* What to produce
Locate every line in the listing below that contains the word "fireplace", and copy each of those lines in full.

* Listed entries
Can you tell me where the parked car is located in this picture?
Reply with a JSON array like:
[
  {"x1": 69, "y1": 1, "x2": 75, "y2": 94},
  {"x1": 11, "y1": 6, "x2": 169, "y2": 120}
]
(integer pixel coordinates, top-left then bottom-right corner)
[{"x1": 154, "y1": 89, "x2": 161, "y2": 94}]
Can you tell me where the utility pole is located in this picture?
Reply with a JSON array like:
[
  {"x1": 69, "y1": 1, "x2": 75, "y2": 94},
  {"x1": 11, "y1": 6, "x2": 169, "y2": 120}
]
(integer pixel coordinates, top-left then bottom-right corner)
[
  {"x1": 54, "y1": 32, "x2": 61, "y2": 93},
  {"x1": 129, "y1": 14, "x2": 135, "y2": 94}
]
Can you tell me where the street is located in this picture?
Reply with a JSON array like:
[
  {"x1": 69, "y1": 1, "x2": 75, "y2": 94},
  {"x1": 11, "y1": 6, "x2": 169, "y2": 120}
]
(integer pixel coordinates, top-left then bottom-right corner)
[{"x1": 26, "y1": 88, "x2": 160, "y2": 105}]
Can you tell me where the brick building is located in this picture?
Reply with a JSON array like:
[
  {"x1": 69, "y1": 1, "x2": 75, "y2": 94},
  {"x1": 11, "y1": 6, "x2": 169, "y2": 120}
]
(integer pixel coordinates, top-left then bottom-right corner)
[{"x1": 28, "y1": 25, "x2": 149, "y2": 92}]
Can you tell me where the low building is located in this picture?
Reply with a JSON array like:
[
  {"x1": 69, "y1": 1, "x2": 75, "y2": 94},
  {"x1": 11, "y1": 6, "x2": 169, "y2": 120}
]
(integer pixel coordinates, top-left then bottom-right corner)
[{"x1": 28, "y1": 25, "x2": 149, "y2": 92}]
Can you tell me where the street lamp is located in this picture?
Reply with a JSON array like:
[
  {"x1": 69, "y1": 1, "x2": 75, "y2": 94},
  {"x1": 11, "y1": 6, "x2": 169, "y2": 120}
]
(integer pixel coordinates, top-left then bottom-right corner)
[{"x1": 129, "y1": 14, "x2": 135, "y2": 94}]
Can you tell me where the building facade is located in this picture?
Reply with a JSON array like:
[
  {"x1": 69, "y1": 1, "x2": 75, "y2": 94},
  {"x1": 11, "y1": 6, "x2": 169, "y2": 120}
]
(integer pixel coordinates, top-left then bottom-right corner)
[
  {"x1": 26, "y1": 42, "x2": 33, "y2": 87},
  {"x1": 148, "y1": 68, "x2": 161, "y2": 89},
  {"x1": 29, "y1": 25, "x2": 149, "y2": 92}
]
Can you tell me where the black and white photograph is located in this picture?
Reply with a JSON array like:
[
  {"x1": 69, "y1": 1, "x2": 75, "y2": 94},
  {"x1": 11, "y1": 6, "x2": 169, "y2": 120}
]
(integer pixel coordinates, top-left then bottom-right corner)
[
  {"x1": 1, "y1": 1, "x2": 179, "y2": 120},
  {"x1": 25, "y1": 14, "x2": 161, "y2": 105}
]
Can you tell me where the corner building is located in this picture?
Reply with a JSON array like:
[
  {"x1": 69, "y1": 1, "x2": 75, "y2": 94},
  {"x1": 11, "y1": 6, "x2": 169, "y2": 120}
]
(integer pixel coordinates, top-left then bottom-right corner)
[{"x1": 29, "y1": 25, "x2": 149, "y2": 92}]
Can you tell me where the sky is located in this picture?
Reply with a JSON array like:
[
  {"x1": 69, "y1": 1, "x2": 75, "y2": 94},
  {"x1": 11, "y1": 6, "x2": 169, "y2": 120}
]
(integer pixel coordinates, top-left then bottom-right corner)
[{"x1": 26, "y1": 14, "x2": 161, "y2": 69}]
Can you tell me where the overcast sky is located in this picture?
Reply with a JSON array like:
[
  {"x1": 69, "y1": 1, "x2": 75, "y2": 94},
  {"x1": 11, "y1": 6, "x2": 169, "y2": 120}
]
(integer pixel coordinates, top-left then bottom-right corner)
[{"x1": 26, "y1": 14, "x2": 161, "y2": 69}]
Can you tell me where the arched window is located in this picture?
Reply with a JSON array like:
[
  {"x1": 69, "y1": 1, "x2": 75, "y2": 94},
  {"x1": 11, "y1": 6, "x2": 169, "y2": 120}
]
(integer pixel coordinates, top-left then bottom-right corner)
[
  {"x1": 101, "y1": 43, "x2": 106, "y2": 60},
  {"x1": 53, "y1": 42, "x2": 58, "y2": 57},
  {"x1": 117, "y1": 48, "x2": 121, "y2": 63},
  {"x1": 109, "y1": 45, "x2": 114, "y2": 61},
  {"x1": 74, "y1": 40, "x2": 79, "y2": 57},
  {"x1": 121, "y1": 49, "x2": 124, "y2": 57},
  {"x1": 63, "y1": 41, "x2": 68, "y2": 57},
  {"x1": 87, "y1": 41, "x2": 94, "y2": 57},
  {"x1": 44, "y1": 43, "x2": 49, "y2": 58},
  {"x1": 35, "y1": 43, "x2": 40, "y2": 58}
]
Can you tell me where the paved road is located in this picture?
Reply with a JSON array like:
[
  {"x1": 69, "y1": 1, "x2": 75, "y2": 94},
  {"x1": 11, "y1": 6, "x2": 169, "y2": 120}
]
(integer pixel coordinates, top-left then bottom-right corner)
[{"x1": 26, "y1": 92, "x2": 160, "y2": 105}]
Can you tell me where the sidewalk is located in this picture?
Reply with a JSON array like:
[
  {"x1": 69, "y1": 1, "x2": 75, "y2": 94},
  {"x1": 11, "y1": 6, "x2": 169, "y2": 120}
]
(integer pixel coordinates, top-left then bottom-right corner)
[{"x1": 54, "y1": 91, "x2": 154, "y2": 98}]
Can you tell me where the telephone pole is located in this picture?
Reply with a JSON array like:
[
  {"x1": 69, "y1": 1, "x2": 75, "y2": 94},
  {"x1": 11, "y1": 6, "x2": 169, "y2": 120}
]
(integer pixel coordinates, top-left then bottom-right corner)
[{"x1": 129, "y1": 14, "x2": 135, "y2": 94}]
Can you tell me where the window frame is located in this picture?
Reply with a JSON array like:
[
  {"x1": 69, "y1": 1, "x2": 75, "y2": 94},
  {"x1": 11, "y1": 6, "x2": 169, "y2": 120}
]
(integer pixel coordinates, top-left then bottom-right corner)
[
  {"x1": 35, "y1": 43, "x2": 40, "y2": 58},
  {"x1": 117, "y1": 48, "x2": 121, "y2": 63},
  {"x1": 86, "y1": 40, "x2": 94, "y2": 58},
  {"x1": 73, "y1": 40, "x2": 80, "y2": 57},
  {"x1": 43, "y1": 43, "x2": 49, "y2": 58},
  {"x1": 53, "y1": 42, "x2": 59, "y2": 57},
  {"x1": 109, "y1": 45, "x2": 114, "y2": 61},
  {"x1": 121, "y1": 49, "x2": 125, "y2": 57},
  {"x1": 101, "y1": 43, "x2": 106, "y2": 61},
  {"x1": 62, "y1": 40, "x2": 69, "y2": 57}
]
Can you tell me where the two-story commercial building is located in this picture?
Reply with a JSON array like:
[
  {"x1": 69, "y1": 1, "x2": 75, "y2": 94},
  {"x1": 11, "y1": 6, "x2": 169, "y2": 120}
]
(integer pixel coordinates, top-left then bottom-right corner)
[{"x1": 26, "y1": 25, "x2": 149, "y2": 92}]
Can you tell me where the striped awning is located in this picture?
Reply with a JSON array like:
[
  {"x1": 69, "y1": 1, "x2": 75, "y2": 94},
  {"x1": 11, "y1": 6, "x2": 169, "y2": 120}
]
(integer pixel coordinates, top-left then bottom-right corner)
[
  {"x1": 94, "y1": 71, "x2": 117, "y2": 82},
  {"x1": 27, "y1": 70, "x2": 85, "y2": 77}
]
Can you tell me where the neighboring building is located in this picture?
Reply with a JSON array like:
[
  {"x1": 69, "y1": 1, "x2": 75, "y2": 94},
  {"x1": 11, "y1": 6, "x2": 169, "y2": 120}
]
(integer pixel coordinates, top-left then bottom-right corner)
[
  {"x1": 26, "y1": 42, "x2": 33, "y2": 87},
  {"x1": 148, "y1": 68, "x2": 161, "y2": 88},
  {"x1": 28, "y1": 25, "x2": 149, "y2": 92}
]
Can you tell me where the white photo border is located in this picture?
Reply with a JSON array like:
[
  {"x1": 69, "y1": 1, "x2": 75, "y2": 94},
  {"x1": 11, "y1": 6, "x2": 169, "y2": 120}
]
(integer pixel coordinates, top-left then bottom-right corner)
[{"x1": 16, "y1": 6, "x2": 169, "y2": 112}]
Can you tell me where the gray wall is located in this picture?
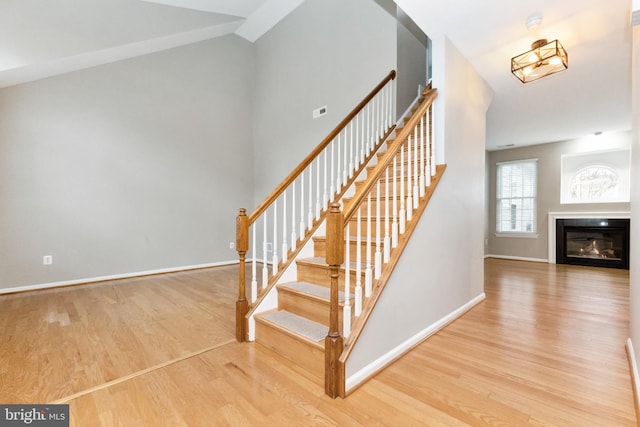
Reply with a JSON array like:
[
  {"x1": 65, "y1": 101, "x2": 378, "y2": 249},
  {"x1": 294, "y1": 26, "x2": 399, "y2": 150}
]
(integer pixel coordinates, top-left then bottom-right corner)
[
  {"x1": 254, "y1": 0, "x2": 396, "y2": 205},
  {"x1": 486, "y1": 132, "x2": 631, "y2": 260},
  {"x1": 396, "y1": 7, "x2": 427, "y2": 116},
  {"x1": 629, "y1": 18, "x2": 640, "y2": 382},
  {"x1": 0, "y1": 36, "x2": 254, "y2": 288},
  {"x1": 347, "y1": 39, "x2": 492, "y2": 384}
]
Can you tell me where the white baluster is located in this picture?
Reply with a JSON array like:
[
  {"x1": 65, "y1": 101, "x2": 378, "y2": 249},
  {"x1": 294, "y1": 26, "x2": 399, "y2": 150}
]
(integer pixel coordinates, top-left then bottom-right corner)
[
  {"x1": 367, "y1": 97, "x2": 376, "y2": 153},
  {"x1": 399, "y1": 147, "x2": 407, "y2": 234},
  {"x1": 391, "y1": 154, "x2": 398, "y2": 248},
  {"x1": 420, "y1": 116, "x2": 427, "y2": 198},
  {"x1": 325, "y1": 139, "x2": 336, "y2": 199},
  {"x1": 291, "y1": 180, "x2": 298, "y2": 251},
  {"x1": 356, "y1": 110, "x2": 364, "y2": 165},
  {"x1": 387, "y1": 80, "x2": 394, "y2": 128},
  {"x1": 429, "y1": 104, "x2": 436, "y2": 176},
  {"x1": 349, "y1": 122, "x2": 358, "y2": 178},
  {"x1": 322, "y1": 150, "x2": 329, "y2": 209},
  {"x1": 424, "y1": 110, "x2": 433, "y2": 187},
  {"x1": 316, "y1": 155, "x2": 322, "y2": 221},
  {"x1": 262, "y1": 216, "x2": 269, "y2": 289},
  {"x1": 282, "y1": 189, "x2": 289, "y2": 262},
  {"x1": 364, "y1": 192, "x2": 373, "y2": 298},
  {"x1": 416, "y1": 126, "x2": 420, "y2": 209},
  {"x1": 391, "y1": 79, "x2": 398, "y2": 124},
  {"x1": 342, "y1": 223, "x2": 351, "y2": 338},
  {"x1": 336, "y1": 132, "x2": 342, "y2": 191},
  {"x1": 382, "y1": 166, "x2": 391, "y2": 264},
  {"x1": 251, "y1": 224, "x2": 258, "y2": 302},
  {"x1": 374, "y1": 93, "x2": 382, "y2": 142},
  {"x1": 302, "y1": 168, "x2": 314, "y2": 230},
  {"x1": 342, "y1": 129, "x2": 349, "y2": 185},
  {"x1": 354, "y1": 207, "x2": 362, "y2": 316},
  {"x1": 403, "y1": 136, "x2": 413, "y2": 221},
  {"x1": 374, "y1": 180, "x2": 382, "y2": 279},
  {"x1": 271, "y1": 199, "x2": 278, "y2": 275},
  {"x1": 300, "y1": 172, "x2": 307, "y2": 239}
]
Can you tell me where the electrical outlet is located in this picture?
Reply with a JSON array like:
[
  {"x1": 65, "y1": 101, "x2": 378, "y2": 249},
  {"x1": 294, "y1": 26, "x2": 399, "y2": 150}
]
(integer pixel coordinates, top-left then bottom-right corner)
[{"x1": 312, "y1": 105, "x2": 327, "y2": 119}]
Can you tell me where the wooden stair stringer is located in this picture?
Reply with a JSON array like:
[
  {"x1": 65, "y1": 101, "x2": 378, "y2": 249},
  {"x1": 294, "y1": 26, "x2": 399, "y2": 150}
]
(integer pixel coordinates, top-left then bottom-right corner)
[
  {"x1": 338, "y1": 164, "x2": 447, "y2": 398},
  {"x1": 244, "y1": 125, "x2": 396, "y2": 332}
]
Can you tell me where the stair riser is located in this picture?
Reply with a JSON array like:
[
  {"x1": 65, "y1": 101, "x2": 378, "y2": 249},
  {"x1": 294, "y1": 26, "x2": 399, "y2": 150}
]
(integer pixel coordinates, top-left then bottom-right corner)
[
  {"x1": 313, "y1": 238, "x2": 384, "y2": 261},
  {"x1": 278, "y1": 289, "x2": 353, "y2": 329},
  {"x1": 298, "y1": 260, "x2": 373, "y2": 290},
  {"x1": 356, "y1": 177, "x2": 430, "y2": 194},
  {"x1": 256, "y1": 318, "x2": 324, "y2": 384}
]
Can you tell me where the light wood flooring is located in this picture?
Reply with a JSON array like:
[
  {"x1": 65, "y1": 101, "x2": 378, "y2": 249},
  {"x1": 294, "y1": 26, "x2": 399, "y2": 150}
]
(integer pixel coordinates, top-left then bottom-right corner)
[{"x1": 0, "y1": 259, "x2": 636, "y2": 427}]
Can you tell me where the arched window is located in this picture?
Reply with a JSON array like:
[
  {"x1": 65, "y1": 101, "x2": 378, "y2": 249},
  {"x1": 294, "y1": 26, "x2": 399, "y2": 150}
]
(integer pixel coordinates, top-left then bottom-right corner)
[{"x1": 569, "y1": 165, "x2": 620, "y2": 203}]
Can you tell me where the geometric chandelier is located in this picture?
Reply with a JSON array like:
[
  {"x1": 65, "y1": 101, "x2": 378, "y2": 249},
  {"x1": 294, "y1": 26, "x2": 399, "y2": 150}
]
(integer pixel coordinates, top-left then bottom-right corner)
[{"x1": 511, "y1": 39, "x2": 569, "y2": 83}]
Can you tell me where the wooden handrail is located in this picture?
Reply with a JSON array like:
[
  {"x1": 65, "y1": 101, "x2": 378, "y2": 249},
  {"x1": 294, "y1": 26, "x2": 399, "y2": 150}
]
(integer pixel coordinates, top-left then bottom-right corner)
[
  {"x1": 343, "y1": 89, "x2": 438, "y2": 225},
  {"x1": 249, "y1": 70, "x2": 396, "y2": 225}
]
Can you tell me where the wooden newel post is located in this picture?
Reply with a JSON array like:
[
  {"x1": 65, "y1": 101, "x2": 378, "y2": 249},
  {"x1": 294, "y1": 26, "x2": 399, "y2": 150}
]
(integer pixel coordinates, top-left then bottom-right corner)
[
  {"x1": 324, "y1": 203, "x2": 344, "y2": 399},
  {"x1": 236, "y1": 208, "x2": 249, "y2": 342}
]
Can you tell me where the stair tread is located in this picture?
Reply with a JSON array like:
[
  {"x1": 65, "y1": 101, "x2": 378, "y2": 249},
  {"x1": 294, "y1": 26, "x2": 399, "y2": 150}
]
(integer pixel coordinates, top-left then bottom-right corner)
[
  {"x1": 278, "y1": 282, "x2": 354, "y2": 302},
  {"x1": 260, "y1": 310, "x2": 329, "y2": 342}
]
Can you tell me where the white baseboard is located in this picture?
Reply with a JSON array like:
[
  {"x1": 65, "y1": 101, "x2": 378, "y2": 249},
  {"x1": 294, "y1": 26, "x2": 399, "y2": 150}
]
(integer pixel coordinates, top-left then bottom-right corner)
[
  {"x1": 484, "y1": 254, "x2": 549, "y2": 264},
  {"x1": 0, "y1": 261, "x2": 238, "y2": 295},
  {"x1": 345, "y1": 292, "x2": 486, "y2": 393},
  {"x1": 626, "y1": 338, "x2": 640, "y2": 417}
]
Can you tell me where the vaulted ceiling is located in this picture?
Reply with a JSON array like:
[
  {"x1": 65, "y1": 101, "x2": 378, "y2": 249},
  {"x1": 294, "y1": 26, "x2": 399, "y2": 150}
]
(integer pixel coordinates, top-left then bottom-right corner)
[{"x1": 0, "y1": 0, "x2": 631, "y2": 150}]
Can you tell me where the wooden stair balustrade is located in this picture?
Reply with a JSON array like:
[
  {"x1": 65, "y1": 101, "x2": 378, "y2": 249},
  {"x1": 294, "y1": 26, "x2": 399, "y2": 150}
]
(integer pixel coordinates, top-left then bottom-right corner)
[{"x1": 237, "y1": 75, "x2": 445, "y2": 398}]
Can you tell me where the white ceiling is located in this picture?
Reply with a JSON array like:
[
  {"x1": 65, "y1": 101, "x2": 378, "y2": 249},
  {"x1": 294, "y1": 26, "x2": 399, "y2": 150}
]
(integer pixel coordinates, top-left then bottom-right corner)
[
  {"x1": 396, "y1": 0, "x2": 631, "y2": 150},
  {"x1": 0, "y1": 0, "x2": 631, "y2": 150},
  {"x1": 0, "y1": 0, "x2": 303, "y2": 88}
]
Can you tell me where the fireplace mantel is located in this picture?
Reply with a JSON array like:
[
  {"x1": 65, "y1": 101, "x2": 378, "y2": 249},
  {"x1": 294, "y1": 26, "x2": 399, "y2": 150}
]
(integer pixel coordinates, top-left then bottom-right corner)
[{"x1": 548, "y1": 212, "x2": 631, "y2": 264}]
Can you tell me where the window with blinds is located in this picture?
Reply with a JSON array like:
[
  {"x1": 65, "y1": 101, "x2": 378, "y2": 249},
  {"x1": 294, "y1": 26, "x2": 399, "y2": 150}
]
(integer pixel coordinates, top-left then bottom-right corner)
[{"x1": 496, "y1": 159, "x2": 538, "y2": 234}]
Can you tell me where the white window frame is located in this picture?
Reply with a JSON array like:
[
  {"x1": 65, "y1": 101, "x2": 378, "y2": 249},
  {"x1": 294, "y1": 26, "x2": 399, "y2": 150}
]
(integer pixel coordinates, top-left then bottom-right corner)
[{"x1": 496, "y1": 158, "x2": 538, "y2": 238}]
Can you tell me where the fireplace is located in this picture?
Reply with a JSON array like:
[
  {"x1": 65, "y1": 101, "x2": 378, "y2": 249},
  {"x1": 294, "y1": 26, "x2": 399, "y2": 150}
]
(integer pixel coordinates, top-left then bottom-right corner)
[{"x1": 556, "y1": 218, "x2": 629, "y2": 270}]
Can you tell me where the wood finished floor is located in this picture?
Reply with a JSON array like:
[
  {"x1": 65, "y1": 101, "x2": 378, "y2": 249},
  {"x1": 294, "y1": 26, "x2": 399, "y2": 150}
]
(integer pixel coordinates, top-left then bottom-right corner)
[{"x1": 0, "y1": 259, "x2": 636, "y2": 427}]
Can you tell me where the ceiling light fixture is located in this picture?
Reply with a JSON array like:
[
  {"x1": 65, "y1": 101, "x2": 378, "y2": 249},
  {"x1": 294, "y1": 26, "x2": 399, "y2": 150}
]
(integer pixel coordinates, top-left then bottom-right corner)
[{"x1": 511, "y1": 39, "x2": 569, "y2": 83}]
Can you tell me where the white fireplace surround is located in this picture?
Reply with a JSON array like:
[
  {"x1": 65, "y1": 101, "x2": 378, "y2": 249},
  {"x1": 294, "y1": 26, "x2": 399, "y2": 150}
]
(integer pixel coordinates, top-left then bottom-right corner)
[{"x1": 548, "y1": 212, "x2": 631, "y2": 264}]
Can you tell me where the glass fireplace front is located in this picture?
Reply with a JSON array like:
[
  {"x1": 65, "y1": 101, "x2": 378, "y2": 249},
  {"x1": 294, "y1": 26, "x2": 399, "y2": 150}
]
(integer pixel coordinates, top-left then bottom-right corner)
[{"x1": 556, "y1": 218, "x2": 629, "y2": 269}]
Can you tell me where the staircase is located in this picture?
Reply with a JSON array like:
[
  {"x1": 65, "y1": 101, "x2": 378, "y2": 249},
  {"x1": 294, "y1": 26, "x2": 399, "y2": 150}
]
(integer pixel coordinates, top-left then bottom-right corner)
[{"x1": 236, "y1": 72, "x2": 444, "y2": 397}]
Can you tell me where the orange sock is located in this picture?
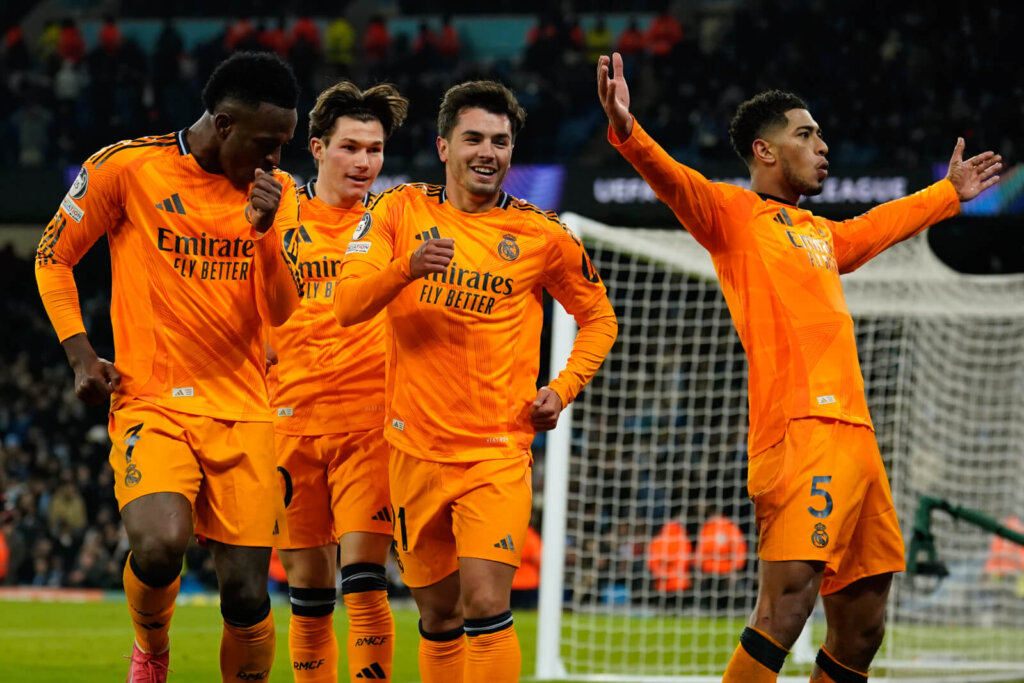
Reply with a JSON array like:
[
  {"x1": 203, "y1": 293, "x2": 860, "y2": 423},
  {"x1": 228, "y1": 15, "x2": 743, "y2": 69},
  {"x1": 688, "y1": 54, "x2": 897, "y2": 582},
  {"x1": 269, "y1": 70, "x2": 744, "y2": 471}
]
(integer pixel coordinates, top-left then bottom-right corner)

* Exercise result
Can you tell me where the fireplace mantel is located in this picture?
Can you tell me where the fireplace is located in this picture?
Can you tell me where the white fireplace surround is located in this picture?
Can you tell me where the glass fireplace front is located in this picture?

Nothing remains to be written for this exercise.